**Teks Kajian**
Kenaikan anggaran untuk DPRD ini menunjukkan bahwa sejatinya DKI Jakarta masih memiliki keleluasaan dalam penganggaran. Namun yang menjadi persoalan keleluasaan anggaran ini malah dijadikan untuk menambah anggaran anggota DPRD dan bukannya digunakan untuk mengatasi dampak pandemi covid 19.
Anggaran senilai ratusan milyar tersebut akan sangat terasa manfaatnya bila digunakan untuk menambah bantuan sosial bagi masyarakat kecil yang ekonominya tidak berjalan baik saat ini. Menambah spot wi-fi gratis bagi siswa sekolah yang kesulitan akses internet bahkan memberikan gadget bagi siswa yang tidak mampu.
Bagi Fraksi Partai Solidaritas Indonesia (PSI) DKI Jakarta, tidak ada pilihan lain selain menolak kebijakan anggaran yang sama sekali tidak pro rakyat dan melukai nurani ini. Tidak hanya itu Fraksi PSI juga meminta Pemprov DKI meninjau ulang besaran anggaran belanja event sebesar RP. 125,8 milyar beserta dengan belanja iklan sebesar RP. 51,3 milyar.
Bagi kita di PSI setiap rupiah uang rakyat harus dipertanggungjawabkan penggunaannya karena setiap anggaran pemerintah daerah berasal dari jerih payah dan keringat warga DKI Jakarta .
Kembalikan Fungsi Wakil Rakyat
Dalam demokrasi, wakil rakyat di DPRD itu memiliki fungsi yang sentral. Lewat lembaga inilah rakyat menitipkan kepercayaan mereka untuk dapat melakukan pengawasan terhadap jalannya pemerintahan daerah. Anggota DPRD tidak hanya sekedar membuat Peraturan Daerah. Anggota DPRD tidak hanya sekedar mengesahkan RAPBD yang diajukan Pemerintah Daerah saja namun turut membahas dan mengkritisi penggunaan uang rakyat dalam RAPBD tersebut.
APBD bukan sekedar perwujudan pengelolaan keuangan daerah semata melainkan wujud dari kedaulatan rakyat itu sendiri. APBD kemudian menjadi bukti nyata apakah aspirasi publik dapat diperjuangkan sepenuhnya oleh DPRD untuk tujuan bersama yakni memajukan kesejahteraan umum. Dalam kasus ini, DPRD DKI Jakarta terbukti tidak peka terhadap persoalan rakyat dan malah menyetujui penambahan anggaran untuk diri sendiri.

**Informasi yang Diberikan**
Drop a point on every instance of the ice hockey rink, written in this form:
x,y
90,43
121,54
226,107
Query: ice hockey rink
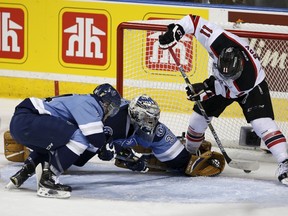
x,y
100,188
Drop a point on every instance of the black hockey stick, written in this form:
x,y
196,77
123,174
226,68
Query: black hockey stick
x,y
244,165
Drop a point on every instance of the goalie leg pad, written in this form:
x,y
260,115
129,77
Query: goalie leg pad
x,y
14,151
207,164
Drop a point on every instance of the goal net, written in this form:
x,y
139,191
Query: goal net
x,y
143,68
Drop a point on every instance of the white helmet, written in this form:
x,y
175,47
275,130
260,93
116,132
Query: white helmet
x,y
144,112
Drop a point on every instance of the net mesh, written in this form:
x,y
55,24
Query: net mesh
x,y
150,70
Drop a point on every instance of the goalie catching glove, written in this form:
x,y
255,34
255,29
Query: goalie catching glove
x,y
207,164
170,38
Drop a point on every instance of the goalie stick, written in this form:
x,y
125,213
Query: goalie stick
x,y
244,165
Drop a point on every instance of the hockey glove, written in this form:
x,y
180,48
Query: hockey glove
x,y
172,36
201,91
106,152
132,161
140,165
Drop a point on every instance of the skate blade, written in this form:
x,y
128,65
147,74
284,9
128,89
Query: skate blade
x,y
50,193
10,186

**Tujuan Tugas**
Jawablah pertanyaan berikut berdasarkan teks tentang anggaran DPRD DKI Jakarta.
1. Berapa besar anggaran belanja event yang diminta Fraksi PSI untuk ditinjau ulang oleh Pemprov DKI?
2. Dari mana setiap anggaran pemerintah daerah berasal?
3. Selain mengesahkan RAPBD, apa lagi yang turut dilakukan anggota DPRD terhadap RAPBD?
Catatan tersebut tidak berperan apa pun di sini.

**Jawaban Tugas**
1. RP. 125,8 milyar.
2. Dari jerih payah dan keringat warga DKI Jakarta.
3. Turut membahas dan mengkritisi penggunaan uang rakyat dalam RAPBD tersebut.